[Dataset rows on object pointing]
◇ ◇ ◇ ◇ ◇

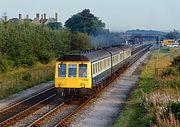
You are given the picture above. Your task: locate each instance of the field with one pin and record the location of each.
(156, 100)
(20, 79)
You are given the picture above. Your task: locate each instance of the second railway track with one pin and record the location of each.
(62, 113)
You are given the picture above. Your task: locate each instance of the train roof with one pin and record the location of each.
(93, 55)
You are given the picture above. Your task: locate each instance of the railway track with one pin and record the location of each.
(62, 113)
(25, 107)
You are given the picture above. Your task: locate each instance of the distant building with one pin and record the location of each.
(170, 43)
(37, 20)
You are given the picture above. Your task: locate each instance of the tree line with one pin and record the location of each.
(23, 44)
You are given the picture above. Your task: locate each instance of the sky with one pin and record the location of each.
(118, 15)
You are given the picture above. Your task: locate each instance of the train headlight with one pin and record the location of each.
(82, 84)
(60, 84)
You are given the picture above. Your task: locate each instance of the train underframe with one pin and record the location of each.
(69, 94)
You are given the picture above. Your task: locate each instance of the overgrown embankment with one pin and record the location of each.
(156, 100)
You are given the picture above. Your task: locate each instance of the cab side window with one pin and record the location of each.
(83, 70)
(72, 69)
(62, 70)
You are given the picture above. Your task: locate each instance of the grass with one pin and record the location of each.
(23, 78)
(152, 95)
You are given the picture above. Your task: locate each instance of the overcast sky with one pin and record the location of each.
(119, 15)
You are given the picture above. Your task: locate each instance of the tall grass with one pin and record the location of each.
(148, 102)
(18, 80)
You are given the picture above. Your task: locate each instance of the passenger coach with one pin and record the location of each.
(80, 72)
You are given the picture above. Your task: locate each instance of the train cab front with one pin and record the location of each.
(72, 78)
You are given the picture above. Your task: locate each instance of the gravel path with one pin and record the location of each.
(103, 111)
(24, 94)
(59, 115)
(36, 115)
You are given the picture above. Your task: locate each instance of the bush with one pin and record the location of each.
(173, 107)
(45, 57)
(26, 76)
(165, 49)
(169, 71)
(5, 64)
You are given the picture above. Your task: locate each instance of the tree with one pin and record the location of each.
(85, 22)
(79, 41)
(54, 25)
(172, 35)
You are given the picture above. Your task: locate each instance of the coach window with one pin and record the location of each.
(72, 70)
(62, 70)
(83, 70)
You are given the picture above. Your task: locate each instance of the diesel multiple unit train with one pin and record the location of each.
(81, 72)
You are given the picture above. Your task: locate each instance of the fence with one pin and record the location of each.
(24, 80)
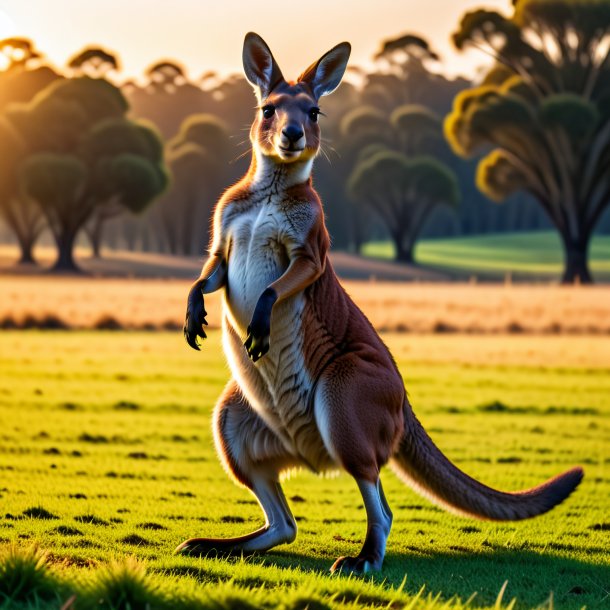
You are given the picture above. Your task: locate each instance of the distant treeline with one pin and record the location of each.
(404, 129)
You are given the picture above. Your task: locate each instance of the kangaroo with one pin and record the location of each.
(312, 383)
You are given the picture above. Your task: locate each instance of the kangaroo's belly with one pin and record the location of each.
(279, 386)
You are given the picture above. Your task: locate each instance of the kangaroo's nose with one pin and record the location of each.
(293, 133)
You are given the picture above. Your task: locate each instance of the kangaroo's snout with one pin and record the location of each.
(292, 133)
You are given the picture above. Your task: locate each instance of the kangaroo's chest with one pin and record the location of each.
(279, 386)
(257, 257)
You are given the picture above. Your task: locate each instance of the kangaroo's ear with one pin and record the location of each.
(259, 65)
(324, 75)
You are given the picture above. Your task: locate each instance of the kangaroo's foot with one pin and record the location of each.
(255, 456)
(379, 516)
(256, 542)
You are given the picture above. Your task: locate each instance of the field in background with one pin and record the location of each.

◇ ◇ ◇ ◇ ◇

### AIM
Retype everything from the line containing "the kangaroo's foot" down to the last of the rows above, reproducing each line without any change.

### RESULT BELOW
You are given the picture above. Your task: locate each instance of the kangaroo's foot with one pin and record the location of each.
(255, 456)
(379, 516)
(256, 542)
You are given the picture above. Your task: locate each instance of the field in background with one pin and record the location of each.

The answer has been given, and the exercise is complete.